【高額な移籍金でアストン・ヴィラへ!】Ian Maatsen

※2024年9月30日、記事を更新しました。

アカデミー出身の左サイドバックとして期待されながら、最終的に3750万ポンドという高額な移籍金でアストン・ヴィラへ売却したIan Maatsenについてまとめていきます。

2024年夏に補強し、早くも「大当たり補強!」と評判の高いRenato Veigaについてもまとめています。
併せてご覧ください。

目次

Ian Maatsenのこれまで

Chelseaでのラストシーズンとなる2023/24シーズンを迎えるまでをまとめていきます。

アカデミー入団まで

Maatsenは、2002年3月10日生まれの21歳(2023年10月時点)で、オランダ南西部のフラールディンゲン出身です。
7歳の時にフェイエノールトの下部組織に入団、11歳の時にスパルタ・ロッテルダムに移籍、13歳の時にPSVへ移籍するなど、オランダの名門クラブの下部組織を転々としました。

[データのまとまり]
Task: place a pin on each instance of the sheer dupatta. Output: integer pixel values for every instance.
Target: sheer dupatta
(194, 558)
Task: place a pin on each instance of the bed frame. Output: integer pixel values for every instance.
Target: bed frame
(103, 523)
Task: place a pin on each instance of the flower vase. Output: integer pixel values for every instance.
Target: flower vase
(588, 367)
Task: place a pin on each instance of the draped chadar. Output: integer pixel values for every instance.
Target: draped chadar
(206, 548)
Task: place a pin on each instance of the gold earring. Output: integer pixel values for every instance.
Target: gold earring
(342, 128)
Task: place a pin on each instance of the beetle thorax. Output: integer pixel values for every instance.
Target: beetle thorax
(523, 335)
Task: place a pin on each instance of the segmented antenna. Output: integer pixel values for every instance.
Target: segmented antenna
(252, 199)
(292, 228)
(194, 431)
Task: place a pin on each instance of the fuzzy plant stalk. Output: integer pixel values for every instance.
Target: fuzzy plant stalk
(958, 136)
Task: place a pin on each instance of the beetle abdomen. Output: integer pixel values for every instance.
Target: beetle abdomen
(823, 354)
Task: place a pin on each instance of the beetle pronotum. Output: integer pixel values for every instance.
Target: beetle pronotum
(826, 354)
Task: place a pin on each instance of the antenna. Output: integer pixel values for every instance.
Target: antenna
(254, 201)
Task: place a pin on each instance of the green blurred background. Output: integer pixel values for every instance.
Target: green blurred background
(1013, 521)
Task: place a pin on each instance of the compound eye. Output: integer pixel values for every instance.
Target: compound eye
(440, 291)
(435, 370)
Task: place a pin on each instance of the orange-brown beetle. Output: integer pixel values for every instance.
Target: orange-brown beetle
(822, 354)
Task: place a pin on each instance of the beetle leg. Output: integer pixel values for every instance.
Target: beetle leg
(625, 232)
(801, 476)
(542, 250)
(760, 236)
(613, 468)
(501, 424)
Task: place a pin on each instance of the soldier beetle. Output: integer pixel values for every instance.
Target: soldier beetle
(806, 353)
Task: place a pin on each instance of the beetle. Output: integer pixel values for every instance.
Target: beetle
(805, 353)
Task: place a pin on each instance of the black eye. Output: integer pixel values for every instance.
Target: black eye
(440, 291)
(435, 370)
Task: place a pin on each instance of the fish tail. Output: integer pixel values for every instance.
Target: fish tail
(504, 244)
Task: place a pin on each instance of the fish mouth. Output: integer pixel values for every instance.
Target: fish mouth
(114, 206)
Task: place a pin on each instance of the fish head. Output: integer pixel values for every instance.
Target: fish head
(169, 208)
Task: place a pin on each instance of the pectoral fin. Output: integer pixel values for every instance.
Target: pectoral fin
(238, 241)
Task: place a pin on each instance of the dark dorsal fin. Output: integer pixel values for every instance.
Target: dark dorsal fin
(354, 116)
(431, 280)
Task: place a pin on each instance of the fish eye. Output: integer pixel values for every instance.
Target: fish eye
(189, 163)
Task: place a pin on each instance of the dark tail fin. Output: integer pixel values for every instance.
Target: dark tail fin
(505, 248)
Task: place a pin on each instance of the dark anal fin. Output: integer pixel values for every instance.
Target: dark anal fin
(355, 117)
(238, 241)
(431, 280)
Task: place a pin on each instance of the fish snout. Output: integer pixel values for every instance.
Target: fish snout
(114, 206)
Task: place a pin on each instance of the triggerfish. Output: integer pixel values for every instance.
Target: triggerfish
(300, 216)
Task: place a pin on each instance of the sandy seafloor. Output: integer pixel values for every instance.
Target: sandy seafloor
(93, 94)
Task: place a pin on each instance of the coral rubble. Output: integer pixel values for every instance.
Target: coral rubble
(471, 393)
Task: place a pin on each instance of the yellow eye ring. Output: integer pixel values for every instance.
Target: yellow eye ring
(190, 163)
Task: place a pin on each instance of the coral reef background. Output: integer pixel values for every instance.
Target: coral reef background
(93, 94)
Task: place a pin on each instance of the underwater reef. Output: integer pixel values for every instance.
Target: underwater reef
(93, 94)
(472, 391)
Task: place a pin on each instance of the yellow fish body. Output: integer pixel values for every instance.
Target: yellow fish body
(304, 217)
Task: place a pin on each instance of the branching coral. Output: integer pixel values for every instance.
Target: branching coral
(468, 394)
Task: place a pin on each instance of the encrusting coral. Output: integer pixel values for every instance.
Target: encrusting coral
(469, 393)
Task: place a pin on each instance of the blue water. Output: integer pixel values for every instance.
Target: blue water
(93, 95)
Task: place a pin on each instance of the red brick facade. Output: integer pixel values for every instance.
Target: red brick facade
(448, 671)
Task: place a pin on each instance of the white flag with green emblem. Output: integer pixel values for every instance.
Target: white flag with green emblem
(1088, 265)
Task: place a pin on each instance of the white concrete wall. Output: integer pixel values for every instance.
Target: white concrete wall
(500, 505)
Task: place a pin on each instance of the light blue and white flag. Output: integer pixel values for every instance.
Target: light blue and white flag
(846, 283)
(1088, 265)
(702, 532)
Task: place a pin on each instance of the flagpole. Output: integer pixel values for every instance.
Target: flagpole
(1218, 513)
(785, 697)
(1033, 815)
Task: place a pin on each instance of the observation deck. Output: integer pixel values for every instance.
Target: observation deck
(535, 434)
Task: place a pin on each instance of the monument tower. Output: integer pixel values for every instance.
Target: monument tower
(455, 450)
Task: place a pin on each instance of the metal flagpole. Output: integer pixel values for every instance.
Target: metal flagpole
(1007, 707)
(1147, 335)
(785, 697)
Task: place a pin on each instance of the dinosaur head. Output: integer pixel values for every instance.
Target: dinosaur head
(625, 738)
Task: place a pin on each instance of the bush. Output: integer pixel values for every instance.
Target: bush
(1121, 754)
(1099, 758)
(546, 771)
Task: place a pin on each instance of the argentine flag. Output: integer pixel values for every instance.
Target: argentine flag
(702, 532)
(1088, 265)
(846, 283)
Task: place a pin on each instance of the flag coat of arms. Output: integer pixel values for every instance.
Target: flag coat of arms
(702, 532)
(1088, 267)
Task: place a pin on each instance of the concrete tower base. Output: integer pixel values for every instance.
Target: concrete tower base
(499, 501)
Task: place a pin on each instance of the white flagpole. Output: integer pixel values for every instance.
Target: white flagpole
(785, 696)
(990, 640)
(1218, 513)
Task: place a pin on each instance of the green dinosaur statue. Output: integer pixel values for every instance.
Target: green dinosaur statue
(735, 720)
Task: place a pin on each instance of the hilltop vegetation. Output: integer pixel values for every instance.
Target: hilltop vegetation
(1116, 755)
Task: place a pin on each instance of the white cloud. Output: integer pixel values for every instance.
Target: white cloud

• **課題の内容**
Ian Maatsenについての本文を、一字も変えずに最初から最後まで出力してください。 一覧は本文とは関係のない、別の資料です。

• **この課題の答え**
【高額な移籍金でアストン・ヴィラへ!】Ian Maatsen

※2024年9月30日、記事を更新しました。

アカデミー出身の左サイドバックとして期待されながら、最終的に3750万ポンドという高額な移籍金でアストン・ヴィラへ売却したIan Maatsenについてまとめていきます。

2024年夏に補強し、早くも「大当たり補強!」と評判の高いRenato Veigaについてもまとめています。
併せてご覧ください。

目次

Ian Maatsenのこれまで

Chelseaでのラストシーズンとなる2023/24シーズンを迎えるまでをまとめていきます。

アカデミー入団まで

Maatsenは、2002年3月10日生まれの21歳(2023年10月時点)で、オランダ南西部のフラールディンゲン出身です。
7歳の時にフェイエノールトの下部組織に入団、11歳の時にスパルタ・ロッテルダムに移籍、13歳の時にPSVへ移籍するなど、オランダの名門クラブの下部組織を転々としました。